● Task requirements:
• 1. Using the article on Python tooling, explain in one to three sentences why it says code generated by AI carries a sharper risk than code a person writes.
• 2. According to the article on Python tooling, what line length does the ruff configuration set?
• 3. Continue the article on Python tooling from its final line.

#### Page

After the Friday incident, Emma set up the team's repository with what she called "the four walls" — four tools that together make it nearly impossible for a script-level mistake to reach production. Python is flexible enough to be used as both a scripting language and a systems programming language. The discipline stack is what transforms it from "quick and loose" into "verified and reliable."
| Tool | Role | What It Catches |
|---|---|---|
| uv | Dependency management | Wrong versions, missing packages, environment conflicts |
| pyright | Static type checker | Wrong argument types, missing attributes, incompatible returns |
| ruff | Linter and formatter | Unused imports, style violations, common bugs, inconsistent formatting |
| pytest | Test runner | Logic errors, edge cases, regressions after changes |
These tools form layers of verification, each catching a different class of defect:
Layer 4: pytest → Does the logic produce correct results?
Layer 3: pyright → Do the types align across function boundaries?
Layer 2: ruff → Does the code follow consistent patterns?
Layer 1: uv → Are the dependencies resolved and reproducible?
How They Work Together
A minimal pyproject.toml that activates the full stack:
[project]
name = "image-renamer"
version = "0.1.0"
requires-python = ">=3.12"
dependencies = ["typer>=0.9.0"]
[project.scripts]
image-renamer = "image_renamer.cli:app"
[tool.pyright]
pythonVersion = "3.12"
typeCheckingMode = "standard"
[tool.ruff]
target-version = "py312"
line-length = 100
[tool.ruff.lint]
select = ["E", "F", "I", "UP", "B", "SIM"]
[tool.pytest.ini_options]
testpaths = ["tests"]
Running the full stack:
# Install dependencies in an isolated environment
uv sync
# Check types (catches mismatched arguments, wrong return types)
uv run pyright src/
# Lint and format (catches style issues, common bugs)
uv run ruff check src/ tests/
uv run ruff format src/ tests/
# Run tests (catches logic errors)
uv run pytest
Each tool catches problems the others miss. Pyright will not tell you that your rename logic is wrong -- that requires tests. Pytest will not tell you that you are passing a str where a Path is expected -- that requires pyright. Ruff will not tell you either of those things, but it will catch the unused import and the inconsistent formatting that make code harder to read and maintain.
Why AI-Generated Code Requires Program Discipline
James's script was written by a human who understood the problem — he just did not apply the discipline the problem eventually demanded. AI-generated code introduces a sharper version of the same risk. When you write code yourself, you build a mental model of how it works as you type each line. You know the assumptions, the edge cases you considered, and the shortcuts you took deliberately. AI-generated code arrives fully formed with no trace of the reasoning behind it. You receive the output without the thought process.
This creates three specific risks that program discipline addresses:
1. Types Catch Hallucinated APIs
AI models sometimes generate code that calls functions or methods that do not exist, or passes arguments in the wrong order. Type checking catches this immediately:
# AI generated this -- looks reasonable
from pathlib import Path
def process_files(directory: str) -> list[str]:
path = Path(directory)

########
#### Rows

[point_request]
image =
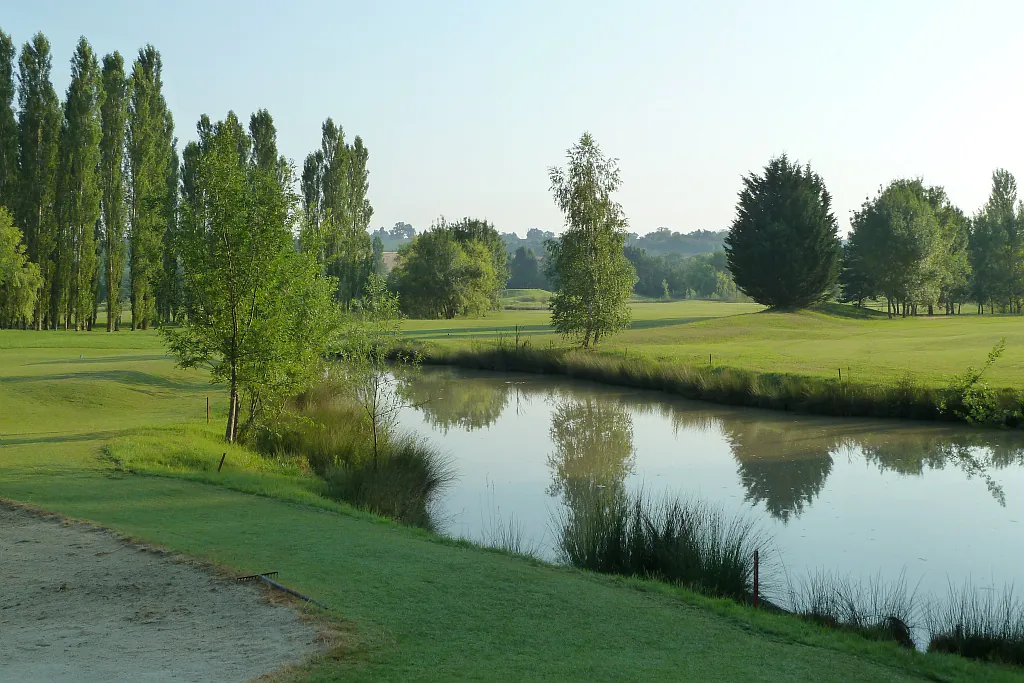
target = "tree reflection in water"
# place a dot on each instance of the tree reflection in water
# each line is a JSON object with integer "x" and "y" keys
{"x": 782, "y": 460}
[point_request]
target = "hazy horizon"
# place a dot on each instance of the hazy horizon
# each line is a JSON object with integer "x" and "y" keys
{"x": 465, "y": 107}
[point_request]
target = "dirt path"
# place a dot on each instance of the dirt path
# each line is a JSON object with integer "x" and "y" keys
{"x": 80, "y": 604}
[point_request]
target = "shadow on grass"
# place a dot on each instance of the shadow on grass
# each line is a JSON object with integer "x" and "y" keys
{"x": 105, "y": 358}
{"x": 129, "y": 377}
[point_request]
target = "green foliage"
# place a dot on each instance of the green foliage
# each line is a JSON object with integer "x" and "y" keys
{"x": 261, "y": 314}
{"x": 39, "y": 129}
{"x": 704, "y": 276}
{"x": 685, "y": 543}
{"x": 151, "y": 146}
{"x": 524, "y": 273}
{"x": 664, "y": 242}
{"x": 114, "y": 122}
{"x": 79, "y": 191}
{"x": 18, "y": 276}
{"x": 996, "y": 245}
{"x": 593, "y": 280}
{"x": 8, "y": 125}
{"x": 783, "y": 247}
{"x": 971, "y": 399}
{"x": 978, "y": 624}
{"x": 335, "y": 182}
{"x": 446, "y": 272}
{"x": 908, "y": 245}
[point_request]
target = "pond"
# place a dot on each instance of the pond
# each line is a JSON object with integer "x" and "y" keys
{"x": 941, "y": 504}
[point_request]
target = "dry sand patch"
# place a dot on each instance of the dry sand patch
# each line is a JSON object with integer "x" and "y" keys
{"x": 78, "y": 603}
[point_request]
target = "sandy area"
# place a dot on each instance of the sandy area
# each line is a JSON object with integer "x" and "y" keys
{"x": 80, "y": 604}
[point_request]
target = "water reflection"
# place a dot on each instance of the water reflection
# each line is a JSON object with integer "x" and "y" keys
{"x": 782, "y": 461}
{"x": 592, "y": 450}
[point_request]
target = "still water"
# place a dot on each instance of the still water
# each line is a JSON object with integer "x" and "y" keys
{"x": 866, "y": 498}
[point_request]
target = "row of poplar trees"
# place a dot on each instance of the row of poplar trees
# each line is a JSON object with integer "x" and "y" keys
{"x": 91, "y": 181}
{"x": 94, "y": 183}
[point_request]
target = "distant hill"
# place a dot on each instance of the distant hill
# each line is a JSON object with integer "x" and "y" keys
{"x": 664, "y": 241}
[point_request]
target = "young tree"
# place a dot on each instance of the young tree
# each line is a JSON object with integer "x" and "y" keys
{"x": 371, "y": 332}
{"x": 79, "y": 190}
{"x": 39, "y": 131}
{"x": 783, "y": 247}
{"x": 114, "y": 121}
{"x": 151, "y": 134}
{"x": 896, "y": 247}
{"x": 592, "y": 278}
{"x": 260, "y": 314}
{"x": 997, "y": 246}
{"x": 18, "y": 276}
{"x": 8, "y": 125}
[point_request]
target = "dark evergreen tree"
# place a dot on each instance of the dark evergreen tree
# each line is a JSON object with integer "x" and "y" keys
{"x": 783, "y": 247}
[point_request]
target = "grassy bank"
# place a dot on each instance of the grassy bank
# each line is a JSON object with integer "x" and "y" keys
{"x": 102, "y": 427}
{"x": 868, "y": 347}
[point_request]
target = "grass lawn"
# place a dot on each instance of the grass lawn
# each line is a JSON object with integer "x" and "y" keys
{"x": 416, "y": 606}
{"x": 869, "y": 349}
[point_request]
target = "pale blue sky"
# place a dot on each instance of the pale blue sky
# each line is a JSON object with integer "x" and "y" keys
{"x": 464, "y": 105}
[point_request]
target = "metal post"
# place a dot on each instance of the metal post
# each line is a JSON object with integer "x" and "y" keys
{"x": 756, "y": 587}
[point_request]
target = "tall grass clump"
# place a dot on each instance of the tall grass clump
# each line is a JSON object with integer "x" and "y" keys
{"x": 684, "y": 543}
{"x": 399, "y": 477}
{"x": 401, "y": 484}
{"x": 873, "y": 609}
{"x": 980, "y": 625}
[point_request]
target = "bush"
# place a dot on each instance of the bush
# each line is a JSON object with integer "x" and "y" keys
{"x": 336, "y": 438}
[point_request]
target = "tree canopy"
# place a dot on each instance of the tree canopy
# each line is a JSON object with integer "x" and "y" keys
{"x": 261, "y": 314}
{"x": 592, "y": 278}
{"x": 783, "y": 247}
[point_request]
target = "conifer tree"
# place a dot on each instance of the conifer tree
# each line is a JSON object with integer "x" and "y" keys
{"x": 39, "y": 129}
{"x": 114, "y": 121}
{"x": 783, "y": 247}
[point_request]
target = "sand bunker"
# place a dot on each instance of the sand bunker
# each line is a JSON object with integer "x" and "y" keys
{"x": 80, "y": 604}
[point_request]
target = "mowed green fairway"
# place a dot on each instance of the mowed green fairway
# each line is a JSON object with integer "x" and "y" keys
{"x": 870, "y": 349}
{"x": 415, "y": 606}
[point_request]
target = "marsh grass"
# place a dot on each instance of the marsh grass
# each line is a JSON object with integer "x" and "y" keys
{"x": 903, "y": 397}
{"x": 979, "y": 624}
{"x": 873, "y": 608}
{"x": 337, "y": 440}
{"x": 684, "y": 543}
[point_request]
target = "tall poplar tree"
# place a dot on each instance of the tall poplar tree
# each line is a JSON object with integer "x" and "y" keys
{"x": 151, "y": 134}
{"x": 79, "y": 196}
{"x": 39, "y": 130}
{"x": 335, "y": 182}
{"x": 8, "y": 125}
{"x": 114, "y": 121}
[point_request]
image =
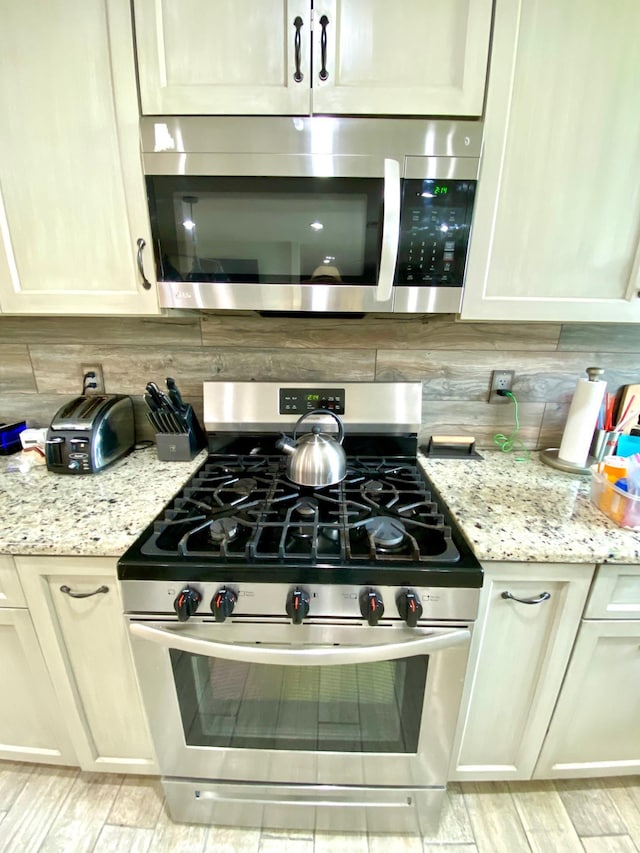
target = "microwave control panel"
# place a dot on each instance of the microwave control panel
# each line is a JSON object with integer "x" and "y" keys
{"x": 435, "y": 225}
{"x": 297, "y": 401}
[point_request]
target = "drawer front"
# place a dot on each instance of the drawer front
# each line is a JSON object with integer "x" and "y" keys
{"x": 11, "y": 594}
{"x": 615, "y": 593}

########

● Answers for this exercise:
• 1. A person writing code builds a mental model as each line is typed and knows the assumptions, the edge cases considered, and the deliberate shortcuts. Code generated by AI arrives fully formed with no trace of the reasoning behind it, so you receive the output without the thought process.

• 2. 100

• 3.
return path.list_files() # pyright error: "Path" has no attribute "list_files"
Without pyright, this code would crash at runtime when a user first triggers that code path -- possibly in production, possibly weeks later. With pyright, you catch it before you ever run the code.
2. Tests Prevent Drift
AI does not remember previous sessions. Each time you ask it to modify code, it works from the current file content without understanding the history of decisions that shaped it. Tests encode your expectations permanently:
def test_normalize_preserves_hyphens() -> None:
"""This test exists because a previous AI edit removed hyphens.
Hyphens are valid in filenames and should be preserved."""
assert normalize_filename("my-photo-name") == "my-photo-name"
When a future AI edit accidentally changes normalize_filename to strip hyphens, this test fails immediately. The test is your memory; the AI has none.
3. CI Enforces Standards Across Sessions
You might forget to run pyright before committing. The AI certainly will not remind you. CI (Continuous Integration) enforces the discipline stack on every push, regardless of who or what wrote the code:
# .github/workflows/check.yml
name: Verify
on: [push, pull_request]
jobs:
check:
runs-on: ubuntu-latest
steps:
- uses: actions/checkout@v4
- uses: astral-sh/setup-uv@v4
- run: uv sync
- run: uv run pyright src/
- run: uv run ruff check .
- run: uv run pytest
This pipeline does not care whether a human or an AI wrote the code. It applies the same standards to both. Code that fails any check does not merge. This is your safety net against AI-generated code that looks correct but contains subtle issues.
Anti-Patterns: Scripts Masquerading as Programs
Every company has a Script That Became Infrastructure. It is the Jupyter notebook that a data scientist wrote to clean up a CSV file — now running every Monday as part of the billing pipeline, with a comment that says # TODO: handle empty dates that has been there for fourteen months. It is the payment processing script from a hackathon — forty lines, no tests, a bare except on line 23 that silently swallows every error, including the one where a customer gets charged ten times the correct amount.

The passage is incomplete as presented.